■ **TEXT EXCERPT**:
** Begin **

- Theatrical release poster
- Directed by: Jeff Kanew
- Written by: James Cruikshank James Orr
- Produced by: Joe Wizan
- Starring: Burt Lancaster; Kirk Douglas;
- Cinematography: King Baggot
- Edited by: Kaja Fehr
- Music by: James Newton Howard
- Production companies: Touchstone Pictures Silver Screen Partners II The Bryna Company
- Distributed by: Buena Vista Distribution Co.
- Release date: October 3, 1986;
- Running time: 104 minutes
- Country: United States
- Language: English
- Budget: $10 million
- Box office: $21.5 million (US/Canada)

= Tough Guys =

1986 American action comedy film by Jeff Kanew

Tough Guys is a 1986 American action comedy film directed by Jeff Kanew and starring Burt Lancaster, Kirk Douglas, Eli Wallach, Charles Durning, Dana Carvey, and Darlanne Fluegel. It is the eighth film of Touchstone Pictures, and the final film to be released from Douglas's Bryna Productions.

Lancaster and Douglas had already made several films together, including I Walk Alone (1948), Gunfight at the O.K. Corral (1957), The Devil's Disciple (1959), The List of Adrian Messenger (1963), and Seven Days in May (1964), becoming something of a team in the public's eye. Douglas was always second-billed under Lancaster, but, with the exception of I Walk Alone, in which Douglas played a villain, and The List of Adrian Messenger, in which Lancaster cameoed, their roles were more or less of equal importance. Tough Guys was their final collaboration.

Adolph Caesar, who was originally going to star as Leon B. Little, died of complications from a heart attack on the set of the film and was replaced by Eli Wallach.

This was the first film released under the Touchstone Pictures label after Walt Disney Studios changed the name of the label from Touchstone Films, following the release of Ruthless People (1986). It received mixed reviews from critics.

** End **

■ **TASK**:
Please quote the Tough Guys text word for word, from "Tough Guys is" to "their final collaboration.". The lines that come next are separate material and have no connection to the Tough Guys text.

■ **DATASET EXCERPT**:
** Begin **

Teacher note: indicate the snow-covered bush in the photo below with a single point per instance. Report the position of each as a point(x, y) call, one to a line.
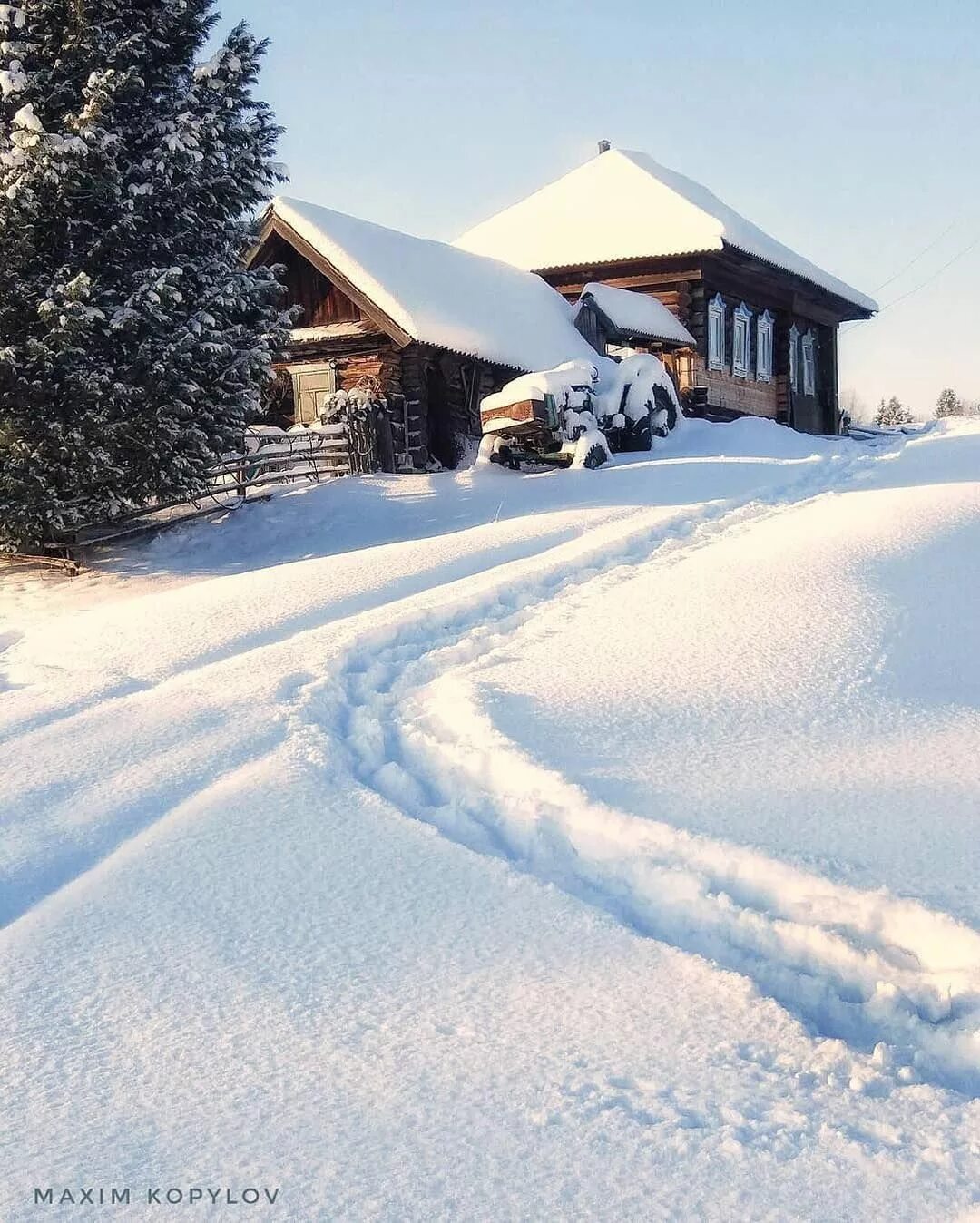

** End **

■ **FINISHED EXERCISE**:
Tough Guys is a 1986 American action comedy film directed by Jeff Kanew and starring Burt Lancaster, Kirk Douglas, Eli Wallach, Charles Durning, Dana Carvey, and Darlanne Fluegel. It is the eighth film of Touchstone Pictures, and the final film to be released from Douglas's Bryna Productions.

Lancaster and Douglas had already made several films together, including I Walk Alone (1948), Gunfight at the O.K. Corral (1957), The Devil's Disciple (1959), The List of Adrian Messenger (1963), and Seven Days in May (1964), becoming something of a team in the public's eye. Douglas was always second-billed under Lancaster, but, with the exception of I Walk Alone, in which Douglas played a villain, and The List of Adrian Messenger, in which Lancaster cameoed, their roles were more or less of equal importance. Tough Guys was their final collaboration.